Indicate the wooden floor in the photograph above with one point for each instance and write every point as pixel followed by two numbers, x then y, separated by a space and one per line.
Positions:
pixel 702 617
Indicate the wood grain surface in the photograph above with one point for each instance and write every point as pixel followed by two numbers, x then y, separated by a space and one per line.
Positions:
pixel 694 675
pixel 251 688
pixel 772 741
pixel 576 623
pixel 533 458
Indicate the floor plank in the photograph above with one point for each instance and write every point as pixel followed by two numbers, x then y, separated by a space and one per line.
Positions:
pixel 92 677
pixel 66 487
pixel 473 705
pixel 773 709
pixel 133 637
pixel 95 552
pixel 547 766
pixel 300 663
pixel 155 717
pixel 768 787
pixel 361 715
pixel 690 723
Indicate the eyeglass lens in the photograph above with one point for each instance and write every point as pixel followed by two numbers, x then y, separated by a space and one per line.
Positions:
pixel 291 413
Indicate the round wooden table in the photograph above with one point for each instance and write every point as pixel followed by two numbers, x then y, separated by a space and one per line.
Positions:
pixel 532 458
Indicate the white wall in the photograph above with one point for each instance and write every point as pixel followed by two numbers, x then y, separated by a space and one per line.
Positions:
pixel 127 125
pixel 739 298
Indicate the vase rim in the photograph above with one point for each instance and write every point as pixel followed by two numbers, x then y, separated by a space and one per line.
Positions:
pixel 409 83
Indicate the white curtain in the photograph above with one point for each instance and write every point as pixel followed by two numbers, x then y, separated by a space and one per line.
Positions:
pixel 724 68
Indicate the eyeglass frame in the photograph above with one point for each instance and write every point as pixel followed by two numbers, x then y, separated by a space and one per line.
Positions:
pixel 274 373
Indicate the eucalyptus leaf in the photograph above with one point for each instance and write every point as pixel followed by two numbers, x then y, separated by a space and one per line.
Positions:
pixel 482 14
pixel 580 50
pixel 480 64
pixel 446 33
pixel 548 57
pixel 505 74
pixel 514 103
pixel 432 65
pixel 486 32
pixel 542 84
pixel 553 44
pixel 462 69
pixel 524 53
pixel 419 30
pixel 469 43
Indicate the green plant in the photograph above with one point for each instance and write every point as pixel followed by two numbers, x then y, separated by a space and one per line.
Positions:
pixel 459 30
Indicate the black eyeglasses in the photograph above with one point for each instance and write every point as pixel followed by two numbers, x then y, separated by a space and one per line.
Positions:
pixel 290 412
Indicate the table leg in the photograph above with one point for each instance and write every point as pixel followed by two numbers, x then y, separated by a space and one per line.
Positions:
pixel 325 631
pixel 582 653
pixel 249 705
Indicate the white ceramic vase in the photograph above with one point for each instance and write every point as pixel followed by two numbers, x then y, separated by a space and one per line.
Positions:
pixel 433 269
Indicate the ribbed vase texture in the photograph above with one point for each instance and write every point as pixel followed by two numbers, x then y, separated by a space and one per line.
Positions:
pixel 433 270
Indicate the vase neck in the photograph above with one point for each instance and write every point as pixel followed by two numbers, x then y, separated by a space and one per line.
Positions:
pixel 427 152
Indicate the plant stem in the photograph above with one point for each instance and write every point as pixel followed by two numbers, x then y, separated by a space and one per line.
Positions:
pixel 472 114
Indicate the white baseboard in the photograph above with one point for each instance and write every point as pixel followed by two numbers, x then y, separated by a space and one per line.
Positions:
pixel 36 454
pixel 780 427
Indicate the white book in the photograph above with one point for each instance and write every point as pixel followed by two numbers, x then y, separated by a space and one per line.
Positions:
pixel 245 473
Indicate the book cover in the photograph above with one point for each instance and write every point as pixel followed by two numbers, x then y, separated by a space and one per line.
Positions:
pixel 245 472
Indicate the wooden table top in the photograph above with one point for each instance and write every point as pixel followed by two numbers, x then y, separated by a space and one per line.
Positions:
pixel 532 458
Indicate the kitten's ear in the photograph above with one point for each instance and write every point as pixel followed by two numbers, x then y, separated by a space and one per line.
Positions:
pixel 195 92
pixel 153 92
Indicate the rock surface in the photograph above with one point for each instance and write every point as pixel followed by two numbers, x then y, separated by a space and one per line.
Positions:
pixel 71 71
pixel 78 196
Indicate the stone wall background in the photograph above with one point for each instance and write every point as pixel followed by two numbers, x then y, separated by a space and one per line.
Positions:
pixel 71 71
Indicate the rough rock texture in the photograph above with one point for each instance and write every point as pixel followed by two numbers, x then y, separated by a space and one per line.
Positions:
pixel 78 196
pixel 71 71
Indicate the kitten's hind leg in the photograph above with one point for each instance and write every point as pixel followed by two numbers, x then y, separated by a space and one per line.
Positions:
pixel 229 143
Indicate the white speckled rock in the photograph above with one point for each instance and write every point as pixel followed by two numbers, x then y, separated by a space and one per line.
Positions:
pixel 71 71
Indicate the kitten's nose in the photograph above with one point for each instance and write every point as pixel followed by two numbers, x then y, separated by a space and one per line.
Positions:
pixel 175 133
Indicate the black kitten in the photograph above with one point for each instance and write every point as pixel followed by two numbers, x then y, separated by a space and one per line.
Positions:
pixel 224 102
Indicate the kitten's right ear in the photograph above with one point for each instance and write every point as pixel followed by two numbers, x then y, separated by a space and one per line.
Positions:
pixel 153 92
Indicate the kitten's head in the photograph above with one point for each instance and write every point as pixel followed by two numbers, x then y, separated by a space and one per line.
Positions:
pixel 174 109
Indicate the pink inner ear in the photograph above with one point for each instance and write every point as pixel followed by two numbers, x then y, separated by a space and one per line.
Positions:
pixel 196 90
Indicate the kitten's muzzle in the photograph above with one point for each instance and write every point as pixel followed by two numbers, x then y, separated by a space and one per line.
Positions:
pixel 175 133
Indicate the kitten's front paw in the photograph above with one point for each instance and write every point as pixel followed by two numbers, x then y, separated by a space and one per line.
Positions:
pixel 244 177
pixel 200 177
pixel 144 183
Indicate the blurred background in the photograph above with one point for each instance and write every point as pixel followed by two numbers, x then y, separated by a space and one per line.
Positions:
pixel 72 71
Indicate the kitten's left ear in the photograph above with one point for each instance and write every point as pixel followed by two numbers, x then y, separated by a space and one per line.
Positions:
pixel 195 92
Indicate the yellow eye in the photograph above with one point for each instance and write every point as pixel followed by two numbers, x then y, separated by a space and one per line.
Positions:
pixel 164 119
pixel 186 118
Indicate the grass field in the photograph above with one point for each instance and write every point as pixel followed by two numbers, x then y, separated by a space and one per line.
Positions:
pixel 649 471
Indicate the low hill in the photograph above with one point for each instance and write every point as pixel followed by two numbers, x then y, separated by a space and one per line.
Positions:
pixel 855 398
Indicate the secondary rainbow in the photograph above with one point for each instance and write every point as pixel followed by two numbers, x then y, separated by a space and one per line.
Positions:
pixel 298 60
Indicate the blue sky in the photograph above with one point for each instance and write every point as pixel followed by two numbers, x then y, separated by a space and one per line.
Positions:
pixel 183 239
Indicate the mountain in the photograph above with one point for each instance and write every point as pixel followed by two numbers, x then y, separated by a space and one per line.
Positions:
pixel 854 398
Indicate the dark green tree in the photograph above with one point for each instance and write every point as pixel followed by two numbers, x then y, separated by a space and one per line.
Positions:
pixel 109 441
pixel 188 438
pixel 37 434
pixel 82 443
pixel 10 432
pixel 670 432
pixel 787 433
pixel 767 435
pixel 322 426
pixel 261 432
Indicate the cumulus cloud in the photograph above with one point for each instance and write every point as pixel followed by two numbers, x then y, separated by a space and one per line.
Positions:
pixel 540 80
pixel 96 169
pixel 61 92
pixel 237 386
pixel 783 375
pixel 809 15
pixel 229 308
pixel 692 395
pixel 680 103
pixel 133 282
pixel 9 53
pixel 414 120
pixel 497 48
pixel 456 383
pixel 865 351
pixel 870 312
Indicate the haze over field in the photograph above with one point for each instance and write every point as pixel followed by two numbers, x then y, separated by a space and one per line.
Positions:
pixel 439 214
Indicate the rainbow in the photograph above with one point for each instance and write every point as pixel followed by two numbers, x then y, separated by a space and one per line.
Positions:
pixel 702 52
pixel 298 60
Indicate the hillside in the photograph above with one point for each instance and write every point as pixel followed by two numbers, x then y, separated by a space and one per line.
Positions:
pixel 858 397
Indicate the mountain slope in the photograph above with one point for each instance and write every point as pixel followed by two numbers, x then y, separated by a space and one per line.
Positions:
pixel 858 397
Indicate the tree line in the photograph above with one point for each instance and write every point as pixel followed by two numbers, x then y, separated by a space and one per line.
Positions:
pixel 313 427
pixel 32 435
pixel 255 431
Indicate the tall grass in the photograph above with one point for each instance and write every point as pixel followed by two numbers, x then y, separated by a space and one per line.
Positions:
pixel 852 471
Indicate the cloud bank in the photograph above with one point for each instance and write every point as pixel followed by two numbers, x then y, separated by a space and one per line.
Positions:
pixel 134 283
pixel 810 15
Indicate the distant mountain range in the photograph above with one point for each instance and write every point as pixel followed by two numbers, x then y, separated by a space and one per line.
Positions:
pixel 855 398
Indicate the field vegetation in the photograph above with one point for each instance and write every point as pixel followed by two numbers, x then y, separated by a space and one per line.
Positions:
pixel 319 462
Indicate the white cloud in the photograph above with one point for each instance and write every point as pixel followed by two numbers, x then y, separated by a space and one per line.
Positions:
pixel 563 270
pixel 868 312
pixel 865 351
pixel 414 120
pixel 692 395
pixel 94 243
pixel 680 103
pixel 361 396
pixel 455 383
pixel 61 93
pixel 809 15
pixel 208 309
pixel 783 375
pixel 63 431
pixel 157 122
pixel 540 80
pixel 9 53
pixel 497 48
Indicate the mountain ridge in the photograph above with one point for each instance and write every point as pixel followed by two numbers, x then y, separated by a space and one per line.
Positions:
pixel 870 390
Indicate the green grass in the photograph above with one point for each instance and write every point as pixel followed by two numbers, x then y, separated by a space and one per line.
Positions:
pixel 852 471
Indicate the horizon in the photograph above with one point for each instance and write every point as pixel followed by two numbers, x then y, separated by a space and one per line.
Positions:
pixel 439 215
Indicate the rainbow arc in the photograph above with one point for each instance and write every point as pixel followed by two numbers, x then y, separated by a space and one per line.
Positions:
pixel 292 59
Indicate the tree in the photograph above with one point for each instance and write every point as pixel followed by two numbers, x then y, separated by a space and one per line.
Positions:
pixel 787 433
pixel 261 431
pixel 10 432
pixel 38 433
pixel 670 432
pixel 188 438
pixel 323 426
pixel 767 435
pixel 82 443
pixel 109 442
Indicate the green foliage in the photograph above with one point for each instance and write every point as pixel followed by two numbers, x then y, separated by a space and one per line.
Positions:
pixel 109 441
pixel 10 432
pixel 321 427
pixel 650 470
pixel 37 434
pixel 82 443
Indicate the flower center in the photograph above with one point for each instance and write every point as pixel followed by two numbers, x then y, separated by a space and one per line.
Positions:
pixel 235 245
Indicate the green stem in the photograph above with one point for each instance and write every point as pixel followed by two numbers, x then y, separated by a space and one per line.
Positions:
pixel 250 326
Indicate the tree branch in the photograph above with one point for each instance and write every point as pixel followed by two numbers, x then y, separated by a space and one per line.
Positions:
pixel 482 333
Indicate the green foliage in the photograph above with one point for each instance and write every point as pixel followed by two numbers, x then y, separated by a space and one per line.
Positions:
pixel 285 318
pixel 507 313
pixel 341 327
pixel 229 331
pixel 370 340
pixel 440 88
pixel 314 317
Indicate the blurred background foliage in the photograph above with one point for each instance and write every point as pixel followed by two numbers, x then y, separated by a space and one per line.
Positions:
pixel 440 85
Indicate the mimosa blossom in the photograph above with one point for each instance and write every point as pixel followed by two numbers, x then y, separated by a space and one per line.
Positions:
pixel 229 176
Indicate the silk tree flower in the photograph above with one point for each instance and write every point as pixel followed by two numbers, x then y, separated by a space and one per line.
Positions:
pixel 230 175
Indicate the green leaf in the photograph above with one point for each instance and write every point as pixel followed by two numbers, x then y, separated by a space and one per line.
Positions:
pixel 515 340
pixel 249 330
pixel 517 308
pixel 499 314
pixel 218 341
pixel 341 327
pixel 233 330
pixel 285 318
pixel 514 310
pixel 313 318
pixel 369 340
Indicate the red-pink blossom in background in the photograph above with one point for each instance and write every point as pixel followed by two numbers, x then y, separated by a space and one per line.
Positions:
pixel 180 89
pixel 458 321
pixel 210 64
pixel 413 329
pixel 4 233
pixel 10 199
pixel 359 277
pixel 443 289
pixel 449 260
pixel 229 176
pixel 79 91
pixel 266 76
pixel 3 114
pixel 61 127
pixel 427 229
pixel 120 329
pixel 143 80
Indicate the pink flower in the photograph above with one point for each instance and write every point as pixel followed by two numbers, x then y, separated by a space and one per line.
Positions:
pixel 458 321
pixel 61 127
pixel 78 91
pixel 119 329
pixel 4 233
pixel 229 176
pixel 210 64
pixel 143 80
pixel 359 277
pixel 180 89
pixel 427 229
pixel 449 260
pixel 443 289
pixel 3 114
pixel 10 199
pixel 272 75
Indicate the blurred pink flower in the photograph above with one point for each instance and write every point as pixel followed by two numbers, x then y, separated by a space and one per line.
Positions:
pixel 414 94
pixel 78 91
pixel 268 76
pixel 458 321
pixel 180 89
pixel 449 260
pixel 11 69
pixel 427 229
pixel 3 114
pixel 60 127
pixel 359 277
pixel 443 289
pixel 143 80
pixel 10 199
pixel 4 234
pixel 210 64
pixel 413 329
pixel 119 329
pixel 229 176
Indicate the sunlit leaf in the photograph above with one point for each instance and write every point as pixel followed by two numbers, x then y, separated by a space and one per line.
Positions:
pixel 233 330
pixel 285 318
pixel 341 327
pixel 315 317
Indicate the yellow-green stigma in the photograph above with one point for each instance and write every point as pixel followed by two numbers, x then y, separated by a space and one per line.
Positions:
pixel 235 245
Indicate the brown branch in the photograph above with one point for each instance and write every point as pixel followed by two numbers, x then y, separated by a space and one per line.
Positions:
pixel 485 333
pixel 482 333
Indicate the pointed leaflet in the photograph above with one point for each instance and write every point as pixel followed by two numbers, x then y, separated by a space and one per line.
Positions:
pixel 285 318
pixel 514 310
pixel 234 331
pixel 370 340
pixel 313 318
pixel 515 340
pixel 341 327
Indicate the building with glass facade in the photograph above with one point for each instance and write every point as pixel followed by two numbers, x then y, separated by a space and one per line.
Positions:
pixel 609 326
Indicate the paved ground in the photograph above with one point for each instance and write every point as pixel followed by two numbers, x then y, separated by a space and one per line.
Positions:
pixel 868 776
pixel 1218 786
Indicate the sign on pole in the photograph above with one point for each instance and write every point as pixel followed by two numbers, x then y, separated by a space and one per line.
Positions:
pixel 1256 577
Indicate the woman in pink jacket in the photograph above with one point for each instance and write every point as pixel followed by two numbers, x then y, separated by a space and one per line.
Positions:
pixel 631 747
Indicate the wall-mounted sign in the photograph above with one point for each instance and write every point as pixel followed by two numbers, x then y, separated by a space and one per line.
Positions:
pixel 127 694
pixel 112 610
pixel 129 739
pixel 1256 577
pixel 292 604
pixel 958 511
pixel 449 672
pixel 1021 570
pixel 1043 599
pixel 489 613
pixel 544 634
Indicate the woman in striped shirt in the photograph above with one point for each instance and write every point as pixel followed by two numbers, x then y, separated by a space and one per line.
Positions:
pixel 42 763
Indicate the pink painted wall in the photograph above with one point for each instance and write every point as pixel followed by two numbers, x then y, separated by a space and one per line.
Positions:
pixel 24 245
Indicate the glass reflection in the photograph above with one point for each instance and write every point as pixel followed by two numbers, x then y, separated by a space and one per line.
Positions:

------------

TASK BRIEF: Only one part of the material above is to be transcribed, namely the lines starting with the line that has "Indicate the green stem" and going on through the line that has "Indicate the green leaf", exactly as they stand.

REPLY TO THE TASK:
Indicate the green stem in the photograph above with one point for each instance and write every point as pixel followed by two numbers, x then y, separated by a space and one per line.
Positions:
pixel 250 326
Indicate the tree branch in the photograph above with one point for each instance and write every point as pixel followed by two numbers, x then y, separated by a space and one per line.
Positions:
pixel 482 333
Indicate the green foliage in the photograph above with one point for each instance and write every point as pixel followed by two numbers, x then y, separated by a space and one per line.
Positions:
pixel 285 318
pixel 507 313
pixel 341 327
pixel 229 331
pixel 370 340
pixel 440 88
pixel 314 317
Indicate the blurred background foliage in the photograph above with one point for each instance and write every point as pixel followed by two numbers, x then y, separated by a space and one per line.
Positions:
pixel 440 85
Indicate the mimosa blossom in the photograph above with one point for each instance and write every point as pixel followed by two numbers, x then y, separated by a space and one per line.
Positions:
pixel 229 176
Indicate the silk tree flower in the photograph above with one point for each instance and write every point as pixel followed by two numbers, x then y, separated by a space and one per line.
Positions:
pixel 230 175
Indicate the green leaf in the photograph above with one point for each instance and write every point as pixel followed by two numbers, x then y, separated by a space and one per line.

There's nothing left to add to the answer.